With the records below as input, work out how many lines include the word "brown". Give only the number.

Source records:
_____

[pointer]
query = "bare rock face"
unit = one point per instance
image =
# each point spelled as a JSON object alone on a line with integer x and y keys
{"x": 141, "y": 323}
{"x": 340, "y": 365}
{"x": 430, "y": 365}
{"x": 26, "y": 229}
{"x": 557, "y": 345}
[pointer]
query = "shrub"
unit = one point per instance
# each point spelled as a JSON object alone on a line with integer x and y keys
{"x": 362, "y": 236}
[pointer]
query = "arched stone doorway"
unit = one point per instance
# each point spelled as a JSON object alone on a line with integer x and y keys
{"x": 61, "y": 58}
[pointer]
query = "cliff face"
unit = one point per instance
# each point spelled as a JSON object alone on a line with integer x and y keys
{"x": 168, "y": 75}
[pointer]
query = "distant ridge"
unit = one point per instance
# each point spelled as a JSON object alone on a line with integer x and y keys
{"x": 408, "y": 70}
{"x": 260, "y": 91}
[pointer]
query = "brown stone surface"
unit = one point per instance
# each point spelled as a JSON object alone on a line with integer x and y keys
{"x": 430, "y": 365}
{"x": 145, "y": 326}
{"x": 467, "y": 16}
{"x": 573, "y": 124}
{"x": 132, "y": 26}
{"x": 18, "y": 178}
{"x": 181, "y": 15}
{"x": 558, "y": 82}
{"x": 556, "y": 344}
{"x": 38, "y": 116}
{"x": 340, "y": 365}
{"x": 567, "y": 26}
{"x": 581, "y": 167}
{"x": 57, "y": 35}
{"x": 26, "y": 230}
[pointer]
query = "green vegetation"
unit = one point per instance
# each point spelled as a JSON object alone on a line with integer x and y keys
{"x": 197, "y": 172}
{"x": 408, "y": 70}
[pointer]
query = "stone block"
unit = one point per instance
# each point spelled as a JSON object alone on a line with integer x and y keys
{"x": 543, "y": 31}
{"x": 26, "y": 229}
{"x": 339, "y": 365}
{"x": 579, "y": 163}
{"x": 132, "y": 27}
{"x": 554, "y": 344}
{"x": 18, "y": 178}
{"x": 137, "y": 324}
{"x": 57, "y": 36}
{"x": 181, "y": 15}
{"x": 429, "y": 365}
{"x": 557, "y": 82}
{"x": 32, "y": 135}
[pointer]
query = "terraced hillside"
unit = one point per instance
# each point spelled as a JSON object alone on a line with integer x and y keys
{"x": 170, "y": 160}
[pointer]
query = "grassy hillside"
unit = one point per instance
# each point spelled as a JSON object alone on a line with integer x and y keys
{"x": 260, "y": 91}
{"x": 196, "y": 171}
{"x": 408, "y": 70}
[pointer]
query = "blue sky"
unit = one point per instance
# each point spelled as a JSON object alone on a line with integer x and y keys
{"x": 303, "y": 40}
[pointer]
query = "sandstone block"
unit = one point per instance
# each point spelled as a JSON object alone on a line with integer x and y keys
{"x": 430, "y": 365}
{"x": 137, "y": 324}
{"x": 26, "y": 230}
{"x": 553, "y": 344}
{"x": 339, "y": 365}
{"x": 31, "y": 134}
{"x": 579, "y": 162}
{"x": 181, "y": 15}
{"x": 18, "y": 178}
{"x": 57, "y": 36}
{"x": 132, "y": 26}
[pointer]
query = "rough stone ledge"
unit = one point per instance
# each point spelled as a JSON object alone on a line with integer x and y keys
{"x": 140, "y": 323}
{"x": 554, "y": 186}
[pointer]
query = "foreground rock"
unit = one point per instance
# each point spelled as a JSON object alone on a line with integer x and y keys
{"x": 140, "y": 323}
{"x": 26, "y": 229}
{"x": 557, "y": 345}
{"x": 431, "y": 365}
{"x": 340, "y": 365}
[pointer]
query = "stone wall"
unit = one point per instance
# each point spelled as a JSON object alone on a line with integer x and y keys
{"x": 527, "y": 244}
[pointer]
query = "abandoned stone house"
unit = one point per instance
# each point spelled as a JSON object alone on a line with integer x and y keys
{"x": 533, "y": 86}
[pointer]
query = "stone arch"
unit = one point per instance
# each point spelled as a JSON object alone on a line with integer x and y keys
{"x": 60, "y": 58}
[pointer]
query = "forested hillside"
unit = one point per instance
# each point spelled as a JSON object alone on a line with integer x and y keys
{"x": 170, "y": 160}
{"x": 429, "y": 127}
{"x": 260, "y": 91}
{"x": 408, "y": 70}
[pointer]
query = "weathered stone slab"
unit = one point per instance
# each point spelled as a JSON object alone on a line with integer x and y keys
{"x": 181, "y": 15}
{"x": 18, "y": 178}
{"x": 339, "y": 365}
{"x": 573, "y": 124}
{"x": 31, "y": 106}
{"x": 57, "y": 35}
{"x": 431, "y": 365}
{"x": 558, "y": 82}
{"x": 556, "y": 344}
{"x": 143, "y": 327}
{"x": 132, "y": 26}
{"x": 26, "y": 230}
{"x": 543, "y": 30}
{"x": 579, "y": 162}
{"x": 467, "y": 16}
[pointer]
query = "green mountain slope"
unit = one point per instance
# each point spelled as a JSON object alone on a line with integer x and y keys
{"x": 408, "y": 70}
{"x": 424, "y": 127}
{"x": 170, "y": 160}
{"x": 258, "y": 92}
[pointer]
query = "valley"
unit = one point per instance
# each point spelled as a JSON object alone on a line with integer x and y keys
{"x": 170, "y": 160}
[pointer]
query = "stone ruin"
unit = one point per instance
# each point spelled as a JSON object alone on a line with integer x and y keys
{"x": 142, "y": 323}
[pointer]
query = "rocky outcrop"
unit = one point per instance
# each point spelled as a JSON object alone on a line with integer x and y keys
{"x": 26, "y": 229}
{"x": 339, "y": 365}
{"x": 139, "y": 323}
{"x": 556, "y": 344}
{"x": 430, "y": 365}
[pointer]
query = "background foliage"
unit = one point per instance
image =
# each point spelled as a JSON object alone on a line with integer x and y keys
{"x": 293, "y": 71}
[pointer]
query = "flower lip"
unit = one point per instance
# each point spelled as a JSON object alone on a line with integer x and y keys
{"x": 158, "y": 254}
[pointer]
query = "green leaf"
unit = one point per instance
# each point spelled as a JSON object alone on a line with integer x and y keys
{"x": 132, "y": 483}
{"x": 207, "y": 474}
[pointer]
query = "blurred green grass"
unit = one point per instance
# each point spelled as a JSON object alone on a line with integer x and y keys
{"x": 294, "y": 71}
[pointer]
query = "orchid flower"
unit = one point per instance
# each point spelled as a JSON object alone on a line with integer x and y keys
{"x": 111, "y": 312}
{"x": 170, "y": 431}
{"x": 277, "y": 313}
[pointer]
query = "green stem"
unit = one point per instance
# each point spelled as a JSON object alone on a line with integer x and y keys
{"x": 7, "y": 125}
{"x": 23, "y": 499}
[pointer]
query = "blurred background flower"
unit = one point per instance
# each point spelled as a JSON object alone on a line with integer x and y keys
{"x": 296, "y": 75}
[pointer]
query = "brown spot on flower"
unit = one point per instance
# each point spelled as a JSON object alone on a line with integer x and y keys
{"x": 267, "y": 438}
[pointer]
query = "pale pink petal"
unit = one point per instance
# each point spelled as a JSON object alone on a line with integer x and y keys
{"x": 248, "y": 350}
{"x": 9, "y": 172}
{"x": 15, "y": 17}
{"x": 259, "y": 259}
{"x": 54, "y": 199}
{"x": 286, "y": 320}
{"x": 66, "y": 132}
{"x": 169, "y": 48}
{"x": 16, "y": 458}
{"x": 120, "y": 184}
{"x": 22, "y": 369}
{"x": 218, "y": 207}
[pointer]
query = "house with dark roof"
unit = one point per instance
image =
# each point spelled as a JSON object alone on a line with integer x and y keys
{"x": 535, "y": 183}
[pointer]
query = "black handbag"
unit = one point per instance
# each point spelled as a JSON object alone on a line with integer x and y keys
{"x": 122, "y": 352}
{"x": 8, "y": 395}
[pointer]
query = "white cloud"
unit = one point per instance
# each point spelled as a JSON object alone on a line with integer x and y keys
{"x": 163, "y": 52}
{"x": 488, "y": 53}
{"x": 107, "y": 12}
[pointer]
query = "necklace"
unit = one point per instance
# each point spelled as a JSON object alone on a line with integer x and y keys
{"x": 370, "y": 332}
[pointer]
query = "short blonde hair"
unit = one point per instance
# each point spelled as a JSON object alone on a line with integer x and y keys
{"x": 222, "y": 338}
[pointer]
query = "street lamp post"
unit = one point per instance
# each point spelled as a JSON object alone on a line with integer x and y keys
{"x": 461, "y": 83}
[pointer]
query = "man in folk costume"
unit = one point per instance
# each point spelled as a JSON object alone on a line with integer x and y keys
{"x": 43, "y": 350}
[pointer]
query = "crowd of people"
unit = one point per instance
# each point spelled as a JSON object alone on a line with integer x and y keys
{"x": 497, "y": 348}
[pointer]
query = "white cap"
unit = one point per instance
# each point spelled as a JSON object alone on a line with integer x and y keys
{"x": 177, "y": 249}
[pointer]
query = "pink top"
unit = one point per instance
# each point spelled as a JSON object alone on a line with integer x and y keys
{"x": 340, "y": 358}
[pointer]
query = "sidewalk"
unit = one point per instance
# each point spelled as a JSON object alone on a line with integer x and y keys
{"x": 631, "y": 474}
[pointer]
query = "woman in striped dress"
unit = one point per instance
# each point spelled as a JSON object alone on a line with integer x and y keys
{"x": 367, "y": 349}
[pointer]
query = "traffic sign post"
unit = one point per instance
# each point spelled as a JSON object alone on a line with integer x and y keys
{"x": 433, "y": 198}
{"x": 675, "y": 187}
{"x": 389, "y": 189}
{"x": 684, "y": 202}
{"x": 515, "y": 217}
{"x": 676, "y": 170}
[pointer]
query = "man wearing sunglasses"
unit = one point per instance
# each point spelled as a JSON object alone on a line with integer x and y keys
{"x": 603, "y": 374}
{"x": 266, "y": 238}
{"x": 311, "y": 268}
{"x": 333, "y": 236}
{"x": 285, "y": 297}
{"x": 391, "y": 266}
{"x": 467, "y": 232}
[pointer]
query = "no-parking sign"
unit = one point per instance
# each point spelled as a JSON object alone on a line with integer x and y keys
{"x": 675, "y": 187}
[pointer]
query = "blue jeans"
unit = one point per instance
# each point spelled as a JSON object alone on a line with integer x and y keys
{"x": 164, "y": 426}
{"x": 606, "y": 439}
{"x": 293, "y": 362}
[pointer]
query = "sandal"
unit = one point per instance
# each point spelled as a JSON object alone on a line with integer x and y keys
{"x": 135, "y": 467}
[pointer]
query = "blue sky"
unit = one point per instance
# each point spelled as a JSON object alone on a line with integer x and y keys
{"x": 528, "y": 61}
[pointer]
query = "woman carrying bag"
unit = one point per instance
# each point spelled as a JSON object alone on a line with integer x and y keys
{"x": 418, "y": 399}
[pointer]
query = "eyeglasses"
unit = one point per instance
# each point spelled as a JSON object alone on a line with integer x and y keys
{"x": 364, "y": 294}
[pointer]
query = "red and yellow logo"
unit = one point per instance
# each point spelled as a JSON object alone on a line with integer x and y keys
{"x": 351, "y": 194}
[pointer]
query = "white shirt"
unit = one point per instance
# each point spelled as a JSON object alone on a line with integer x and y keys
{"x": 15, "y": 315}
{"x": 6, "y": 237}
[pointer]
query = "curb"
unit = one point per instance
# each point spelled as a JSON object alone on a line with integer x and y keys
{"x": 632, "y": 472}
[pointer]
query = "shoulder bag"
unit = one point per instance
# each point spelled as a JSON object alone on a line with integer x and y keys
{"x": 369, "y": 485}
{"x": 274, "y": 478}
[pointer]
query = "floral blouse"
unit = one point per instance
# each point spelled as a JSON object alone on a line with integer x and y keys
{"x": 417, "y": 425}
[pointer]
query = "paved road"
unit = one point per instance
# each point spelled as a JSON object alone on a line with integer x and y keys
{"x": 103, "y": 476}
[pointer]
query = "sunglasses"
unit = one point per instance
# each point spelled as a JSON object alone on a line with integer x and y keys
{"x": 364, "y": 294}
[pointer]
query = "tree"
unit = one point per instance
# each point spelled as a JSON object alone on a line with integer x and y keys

_____

PROBLEM SOLUTION:
2